◆ Document source ◆
__________________________________________________
Les bornes. Elles aussi font partie de l’équation. « Ne te retourne pas ! » aurais-je voulu lui crier. Felice n’est pas Ulysse mais Orphée voulant arracher Eurydice aux enfers. Le retour est impossible parce qu’il se fonde sur l’ignorance du temps qui transforme les personnes. Milan Kundera dont l’œuvre entière est scandé par l’éternel retour nous en fait la démonstration dans son roman l’Ignorance. Avoir de la nostalgie pour quelqu’un ou pour quelque chose, nous rappelle le romancier, « veut dire en espagnol anoranza qui vient du verbe anarar (avoir de la nostalgie) qui vient du catalan enyorar, dérivé, lui, du mot latin ignorare. Sous cet éclairage étymologique, la nostalgie devient la souffrance de l’ignorance ».
Cette perspective permet une nouvelle interprétation du « mal du pays » mais aussi des relations que nous entretenons avec ceux qui, proches ou éloignés, ont fait ou font partie de nos vies. C’est souvent le reproche que les femmes font à leurs conjoints. « Nous vivons ensemble depuis tant d’années et tu ignores encore ce que j’aime ! »
Air connu. L’ignorance de l’autre est la grande blessure, source de tant de malentendu et de conflits. Elle se manifeste à l’aube de la civilisation. Qu’Ulysse, « le plus grand aventurier de tous les temps soit aussi le plus nostalgique » (dixit Kundera), n’est pas anodin. Il nous dit quelque chose de notre humanité. Mais quoi ?
__________________________________________________
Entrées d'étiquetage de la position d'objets

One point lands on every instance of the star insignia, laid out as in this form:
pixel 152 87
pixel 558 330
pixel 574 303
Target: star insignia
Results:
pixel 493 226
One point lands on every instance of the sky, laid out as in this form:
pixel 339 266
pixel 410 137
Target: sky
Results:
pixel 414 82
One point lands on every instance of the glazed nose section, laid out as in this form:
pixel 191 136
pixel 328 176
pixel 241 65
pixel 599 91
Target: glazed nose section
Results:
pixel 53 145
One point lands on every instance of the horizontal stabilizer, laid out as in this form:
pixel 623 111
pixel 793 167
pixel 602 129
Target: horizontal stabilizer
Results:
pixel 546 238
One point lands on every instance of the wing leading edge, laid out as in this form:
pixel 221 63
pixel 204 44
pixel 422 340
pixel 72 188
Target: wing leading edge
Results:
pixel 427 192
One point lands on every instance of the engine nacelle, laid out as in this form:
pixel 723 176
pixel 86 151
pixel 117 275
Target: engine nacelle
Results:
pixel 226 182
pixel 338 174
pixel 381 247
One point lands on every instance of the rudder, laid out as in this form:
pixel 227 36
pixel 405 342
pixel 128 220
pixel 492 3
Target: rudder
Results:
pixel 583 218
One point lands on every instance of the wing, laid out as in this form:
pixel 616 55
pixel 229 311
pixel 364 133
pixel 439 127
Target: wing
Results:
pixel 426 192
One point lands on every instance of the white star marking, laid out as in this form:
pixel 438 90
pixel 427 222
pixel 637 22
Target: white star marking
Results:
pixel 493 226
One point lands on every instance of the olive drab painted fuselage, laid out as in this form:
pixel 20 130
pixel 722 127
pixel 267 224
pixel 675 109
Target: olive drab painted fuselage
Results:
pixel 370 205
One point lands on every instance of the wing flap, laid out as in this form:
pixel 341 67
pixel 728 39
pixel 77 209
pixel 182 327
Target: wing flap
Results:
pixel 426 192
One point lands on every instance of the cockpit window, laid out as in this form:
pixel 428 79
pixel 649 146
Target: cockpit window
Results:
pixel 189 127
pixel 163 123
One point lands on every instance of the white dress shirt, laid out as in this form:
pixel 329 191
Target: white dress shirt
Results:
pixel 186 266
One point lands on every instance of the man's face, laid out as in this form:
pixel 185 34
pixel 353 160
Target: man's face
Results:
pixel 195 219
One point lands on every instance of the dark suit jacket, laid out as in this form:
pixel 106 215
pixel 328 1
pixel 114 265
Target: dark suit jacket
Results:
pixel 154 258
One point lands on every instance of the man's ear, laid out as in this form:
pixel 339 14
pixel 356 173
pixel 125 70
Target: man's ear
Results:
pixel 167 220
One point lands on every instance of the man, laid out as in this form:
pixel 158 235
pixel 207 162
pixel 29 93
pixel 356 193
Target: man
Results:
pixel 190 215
__________________________________________________
◆ Énoncé rédigé A ◆
Quels noms de personnes ou de personnages figurent dans le texte sur la nostalgie ?
◆ Énoncé rédigé B ◆
Reprenez le texte sur la nostalgie après sa dernière phrase et poursuivez-le.

◆ Résultat attendu A ◆
Felice, Ulysse, Orphée, Eurydice, Milan Kundera

◆ Résultat attendu B ◆
C’est ce que je cherche à savoir de ma propre condition. J’ai changé deux fois de pays faisant des allers retours de l’Ancien au nouveau Monde. J’écris ces mots dans une langue qui n’est pas la mienne. Alors vous pensez bien que le sentiment de ne pas être à ma place ne m’est pas étranger ! Ce sentiment d’illégitimité, d’être déplace a scandé ma vie durant. C’est pourquoi je n’ai pas combattu, laissant volontiers la place que je convoitais à d’autres.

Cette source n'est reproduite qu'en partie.